*TASK REQUIREMENTS:*
1. According to the Mosul passage, how many vehicles were in the ISIS convoy that attacked the Christian villages along the Khabour River?
2. Return the portion of the Mosul passage between "Mosul is Iraq's" and "would do so.", inclusive.

*EXCERPT TO READ:*
--------------------------------------------------

Mosul is Iraq's second largest city and was once the home of Iraq's most vulnerable and persistent Christian community, tracing their lineage nearly to the time of Christ.
Now there are no Christians left.

All of this happened under the watchful eye of West, and while you'd hope that the humanitarian threat alone would have motivated the West to act, you would be certain that Mosul's strategic importance would do so.

Neither proved true.

Mosul was easily taken by ISIS troops, riding in on their decrepit pick up trucks with guns bolted to them. Her ancient streets have since been turned red with innocent blood, and the city has become a base for a jihad that rages wildly throughout the entire region and boils underground in scores of countries throughout the world.

The archbishop's perspective represented the sentiment of nearly everyone I have met or have communicated with in the region. The people whose lives have been threatened or destroyed by ISIS just don't understand how this pre-modern evil could run unchecked.

They wonder how it could be that it took the most powerful nations in the world, using airstrikes, over four months with the help of Kurdish forces to defeat a few hundred jihadists waging war in the town of Kobani, and how it is that ISIS has been able to openly run its "state" from a self-determined capital city called "Raqqa" without the daily threat of hundreds of unrelenting airstrikes. They also wonder how it is that Turkey's border remains so porous allowing jihadist after jihadist to readily join ISIS.

The examples of Western inaction are unending.

At present, as many as 300 Assyrian Christians remain in captivity having been kidnapped two weeks ago as ISIS assaulted ten Assyrian, Christian villages along the Khabour River in Syria. That assault was conducted by a group of ISIS fighters travelling in a convoy of more than 40 clearly marked ISIS vehicles directly toward these vulnerable, Christian villages.

How is it possible that Western satellites didn't spot a forty-car ISIS convoy in route to unarmed Christian villages in Syria, and if it was spotted how is that it wasn't destroyed?

--------------------------------------------------

*ENTRIES SUPPLIED:*
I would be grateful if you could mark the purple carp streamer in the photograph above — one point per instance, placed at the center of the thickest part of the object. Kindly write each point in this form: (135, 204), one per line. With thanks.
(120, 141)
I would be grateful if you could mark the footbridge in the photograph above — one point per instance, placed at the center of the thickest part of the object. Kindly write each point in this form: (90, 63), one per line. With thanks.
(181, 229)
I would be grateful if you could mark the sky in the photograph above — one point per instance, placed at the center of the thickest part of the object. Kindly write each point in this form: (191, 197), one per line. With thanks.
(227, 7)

--------------------------------------------------

*RESULTS OF THE EXERCISE:*
1. More than 40 clearly marked ISIS vehicles.

2.
Mosul is Iraq's second largest city and was once the home of Iraq's most vulnerable and persistent Christian community, tracing their lineage nearly to the time of Christ.
Now there are no Christians left.

All of this happened under the watchful eye of West, and while you'd hope that the humanitarian threat alone would have motivated the West to act, you would be certain that Mosul's strategic importance would do so.